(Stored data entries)
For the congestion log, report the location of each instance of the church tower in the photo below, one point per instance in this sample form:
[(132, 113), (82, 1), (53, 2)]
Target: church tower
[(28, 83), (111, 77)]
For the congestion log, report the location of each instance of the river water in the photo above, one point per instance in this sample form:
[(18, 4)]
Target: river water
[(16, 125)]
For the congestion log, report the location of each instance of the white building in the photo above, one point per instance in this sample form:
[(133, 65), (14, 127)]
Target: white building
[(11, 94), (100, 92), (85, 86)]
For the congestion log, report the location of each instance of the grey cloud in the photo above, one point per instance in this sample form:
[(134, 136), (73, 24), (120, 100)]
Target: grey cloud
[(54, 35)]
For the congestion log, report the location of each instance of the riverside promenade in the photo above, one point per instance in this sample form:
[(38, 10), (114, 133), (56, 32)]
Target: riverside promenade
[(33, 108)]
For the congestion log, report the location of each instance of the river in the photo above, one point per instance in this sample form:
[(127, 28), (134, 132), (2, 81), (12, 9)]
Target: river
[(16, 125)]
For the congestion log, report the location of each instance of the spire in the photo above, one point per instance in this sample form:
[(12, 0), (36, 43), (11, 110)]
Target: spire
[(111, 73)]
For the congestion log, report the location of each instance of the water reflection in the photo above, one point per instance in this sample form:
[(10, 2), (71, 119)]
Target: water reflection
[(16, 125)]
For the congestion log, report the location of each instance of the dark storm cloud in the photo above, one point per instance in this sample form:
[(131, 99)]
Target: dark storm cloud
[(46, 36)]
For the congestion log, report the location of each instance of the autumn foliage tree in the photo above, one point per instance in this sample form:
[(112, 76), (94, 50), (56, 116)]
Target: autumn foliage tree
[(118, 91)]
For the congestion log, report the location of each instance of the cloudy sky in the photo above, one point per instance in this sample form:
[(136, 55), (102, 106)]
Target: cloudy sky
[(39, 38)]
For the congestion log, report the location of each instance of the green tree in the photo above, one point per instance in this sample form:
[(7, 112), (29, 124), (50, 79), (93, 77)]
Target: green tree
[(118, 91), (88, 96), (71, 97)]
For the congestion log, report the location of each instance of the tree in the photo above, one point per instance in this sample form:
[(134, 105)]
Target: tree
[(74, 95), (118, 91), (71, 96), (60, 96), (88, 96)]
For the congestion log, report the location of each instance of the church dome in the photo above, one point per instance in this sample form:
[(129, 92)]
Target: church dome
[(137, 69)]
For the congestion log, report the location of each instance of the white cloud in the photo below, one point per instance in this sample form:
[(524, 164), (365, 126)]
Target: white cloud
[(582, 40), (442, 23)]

REQUIRED ACTION
Down to the last line, retype the entries above exactly.

ANSWER BOX
For the congestion log, report the location of each instance of the church tower in the photo below, one point per instance in this sample form:
[(132, 113), (82, 1), (53, 2)]
Target: church tower
[(28, 83), (111, 77)]
For the congestion log, report the location of each instance of the river water in the photo above, one point per instance in this sample form:
[(18, 4)]
Target: river water
[(16, 125)]
For the congestion log, report the location of each instance of the white building in the photo above, one point per instance in this sample form:
[(133, 65), (14, 127)]
Target: white building
[(11, 94), (100, 92), (85, 86)]
For the congestion log, report the location of each instance of the grey cloud in the photo above, one point per instance in this sample form:
[(134, 136), (73, 24), (120, 100)]
Target: grey cloud
[(54, 35)]
For the congestion log, report the location of each instance of the riverside promenade in the photo above, one point per instance in this sample form:
[(38, 10), (114, 133), (56, 32)]
Target: riverside promenade
[(33, 108)]
For the congestion log, report the location of each instance of the river in the photo above, one point per instance in this sample form:
[(127, 28), (134, 132), (2, 81), (12, 9)]
Target: river
[(16, 125)]
For the congestion log, report the location of each instance of the spire in the photo above, one point per instance in this sample form:
[(12, 0), (36, 43), (11, 110)]
Target: spire
[(111, 73)]
For the congestion log, report the location of each instance of the water reflection in the photo above, one point per instance in this sample form:
[(10, 2), (71, 119)]
Target: water reflection
[(16, 125)]
For the congestion log, report the location of each instance of the dark storm cloud in the photo above, one point per instance in this sample form:
[(131, 99)]
Target: dark storm cloud
[(46, 36)]
For the congestion log, report the location of each instance of the autumn foliage tree in the photo above, one point per instance in this sample form:
[(112, 76), (94, 50), (56, 116)]
Target: autumn foliage tree
[(118, 91)]
For the congestion log, report the location of each instance of the cloudy sky in the photo above, one point per instance in this sample form:
[(136, 55), (102, 106)]
Target: cloudy sky
[(39, 38)]
For the congestion log, report the location of each instance of the green tree in the photo above, one point per instance in this sample form:
[(7, 112), (29, 124), (50, 79), (93, 77)]
Target: green tree
[(118, 91), (88, 96), (71, 97)]
For the congestion log, report the location of each instance of the tree in the photo above, one point per instance in this sample form:
[(134, 105)]
Target: tree
[(74, 95), (118, 91), (71, 96), (60, 96), (88, 96)]
For the congestion log, report the location of each instance of the church dome in the photo above, one point per instance in this sample form:
[(129, 92)]
Target: church dome
[(137, 69)]
For the congestion log, report the location of each instance of the white cloud in the photo below, one point per instance in this sample form:
[(524, 164), (365, 126)]
Target: white cloud
[(582, 40), (442, 23)]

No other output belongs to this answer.